### EXERCISE OBJECTIVE
Write out all the data again, exactly as it stands.

### THE RECORDS
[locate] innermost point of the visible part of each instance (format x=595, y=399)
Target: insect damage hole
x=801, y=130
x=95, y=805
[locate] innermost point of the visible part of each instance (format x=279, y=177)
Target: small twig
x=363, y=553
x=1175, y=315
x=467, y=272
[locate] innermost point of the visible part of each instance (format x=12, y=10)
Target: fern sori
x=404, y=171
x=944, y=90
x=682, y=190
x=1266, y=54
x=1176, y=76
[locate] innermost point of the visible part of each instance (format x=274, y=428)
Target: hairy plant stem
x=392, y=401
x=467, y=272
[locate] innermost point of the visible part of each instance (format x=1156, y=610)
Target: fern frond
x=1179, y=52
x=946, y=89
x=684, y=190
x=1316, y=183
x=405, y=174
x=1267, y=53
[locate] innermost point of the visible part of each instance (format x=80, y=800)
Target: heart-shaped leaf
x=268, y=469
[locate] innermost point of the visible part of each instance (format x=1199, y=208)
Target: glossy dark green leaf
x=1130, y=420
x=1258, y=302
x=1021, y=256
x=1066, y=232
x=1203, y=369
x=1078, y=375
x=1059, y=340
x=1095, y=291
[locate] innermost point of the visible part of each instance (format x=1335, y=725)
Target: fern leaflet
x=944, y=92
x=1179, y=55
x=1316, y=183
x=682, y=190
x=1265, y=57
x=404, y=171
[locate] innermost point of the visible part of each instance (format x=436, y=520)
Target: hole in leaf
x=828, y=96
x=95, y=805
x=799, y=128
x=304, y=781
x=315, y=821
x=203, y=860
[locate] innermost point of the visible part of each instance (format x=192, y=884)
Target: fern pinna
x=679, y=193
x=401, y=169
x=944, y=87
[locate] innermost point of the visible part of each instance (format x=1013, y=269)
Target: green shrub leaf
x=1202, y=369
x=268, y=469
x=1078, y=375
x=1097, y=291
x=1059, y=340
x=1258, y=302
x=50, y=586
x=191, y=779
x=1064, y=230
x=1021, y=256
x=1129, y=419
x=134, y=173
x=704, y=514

### SOLUTION BELOW
[locate] innermost point of the visible part of each instance (format x=595, y=399)
Target: insect damage hole
x=801, y=130
x=95, y=805
[locate] innermost point of the visible part of each instance (format x=279, y=177)
Target: small twig
x=363, y=553
x=1175, y=315
x=467, y=272
[locate] innermost point of the visible part of each instance (format x=12, y=10)
Target: fern sori
x=404, y=171
x=944, y=90
x=682, y=190
x=1266, y=54
x=1176, y=76
[locate] innermost point of the visible part of each instance (format x=274, y=428)
Target: hairy plant stem
x=392, y=401
x=467, y=272
[locate] innermost point of the visible part of each instance (format x=1156, y=610)
Target: fern frond
x=1179, y=52
x=946, y=89
x=684, y=190
x=1316, y=183
x=405, y=174
x=1267, y=53
[locate] innermost point of the visible part of each instance (format x=80, y=800)
Target: heart-shaped leaf
x=268, y=469
[locate] innermost point of the visible part of each instance (format x=1199, y=208)
Target: glossy dark green leaf
x=1130, y=420
x=1258, y=302
x=1021, y=256
x=1066, y=232
x=1203, y=369
x=1078, y=375
x=1059, y=340
x=1095, y=291
[locate] innermost point of the visible part of each instance (format x=1335, y=725)
Target: fern leaflet
x=944, y=92
x=1179, y=55
x=1316, y=183
x=682, y=190
x=1265, y=57
x=404, y=171
[locate] innermost point of the visible part of each instance (format x=436, y=520)
Target: hole in leaf
x=828, y=96
x=95, y=805
x=799, y=128
x=304, y=781
x=315, y=821
x=203, y=860
[locate] innermost point of the visible part of each instance (format x=192, y=884)
Target: fern pinna
x=679, y=193
x=401, y=169
x=944, y=87
[locate] innermost point of the visible part of each instance (format x=1013, y=269)
Target: green shrub leaf
x=1202, y=369
x=268, y=469
x=1078, y=375
x=1097, y=291
x=1059, y=340
x=1258, y=302
x=50, y=586
x=191, y=779
x=1064, y=230
x=1021, y=256
x=1129, y=419
x=134, y=173
x=704, y=514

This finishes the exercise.